All of the data, from the first line to the last, should be reproduced without alteration.

##########

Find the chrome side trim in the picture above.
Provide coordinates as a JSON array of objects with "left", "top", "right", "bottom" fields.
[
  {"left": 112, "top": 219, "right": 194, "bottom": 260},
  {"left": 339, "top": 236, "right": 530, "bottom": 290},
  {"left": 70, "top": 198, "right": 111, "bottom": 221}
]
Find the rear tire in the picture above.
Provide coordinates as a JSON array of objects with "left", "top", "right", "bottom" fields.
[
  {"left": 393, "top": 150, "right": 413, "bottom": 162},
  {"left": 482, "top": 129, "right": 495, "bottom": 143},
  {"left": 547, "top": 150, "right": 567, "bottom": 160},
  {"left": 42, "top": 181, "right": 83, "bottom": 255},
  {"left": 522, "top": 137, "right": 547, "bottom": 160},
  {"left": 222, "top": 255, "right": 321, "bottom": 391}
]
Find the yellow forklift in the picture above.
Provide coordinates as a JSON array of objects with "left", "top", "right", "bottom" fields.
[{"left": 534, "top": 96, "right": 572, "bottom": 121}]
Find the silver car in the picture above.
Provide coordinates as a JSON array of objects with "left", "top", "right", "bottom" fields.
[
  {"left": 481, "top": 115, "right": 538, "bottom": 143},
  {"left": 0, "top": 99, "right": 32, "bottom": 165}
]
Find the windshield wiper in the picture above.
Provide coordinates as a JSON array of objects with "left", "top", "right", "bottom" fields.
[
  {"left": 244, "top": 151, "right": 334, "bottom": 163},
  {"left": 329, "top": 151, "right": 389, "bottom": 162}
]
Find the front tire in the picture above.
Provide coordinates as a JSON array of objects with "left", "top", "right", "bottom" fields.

##########

**TASK SOLUTION**:
Find the chrome side trim in the picture above.
Provide coordinates as a JSON array of objects with "left", "top", "right", "bottom" fields.
[
  {"left": 112, "top": 219, "right": 194, "bottom": 260},
  {"left": 339, "top": 236, "right": 530, "bottom": 290},
  {"left": 70, "top": 198, "right": 111, "bottom": 221}
]
Find the rear tire in the picture above.
Provide coordinates as a JSON array of objects with "left", "top", "right", "bottom" fields.
[
  {"left": 393, "top": 150, "right": 413, "bottom": 162},
  {"left": 482, "top": 129, "right": 495, "bottom": 143},
  {"left": 547, "top": 150, "right": 567, "bottom": 160},
  {"left": 42, "top": 181, "right": 83, "bottom": 255},
  {"left": 522, "top": 137, "right": 547, "bottom": 160},
  {"left": 222, "top": 255, "right": 321, "bottom": 391}
]
Find the yellow forklift in the picture above.
Provide coordinates as a JSON array of objects with "left", "top", "right", "bottom" fields.
[{"left": 534, "top": 96, "right": 572, "bottom": 121}]
Find the silver car in the picture above.
Provide coordinates as a JSON array of objects with "left", "top", "right", "bottom" fields.
[
  {"left": 481, "top": 115, "right": 538, "bottom": 143},
  {"left": 0, "top": 99, "right": 32, "bottom": 165}
]
Find the windshield wiper in the picture above.
Provide coordinates as a JSON array of objects with "left", "top", "right", "bottom" fields.
[
  {"left": 244, "top": 151, "right": 334, "bottom": 163},
  {"left": 329, "top": 151, "right": 389, "bottom": 162}
]
Find the front tire in the picture above.
Provide coordinates as a JSON array of objects with "left", "top", "right", "bottom" fields.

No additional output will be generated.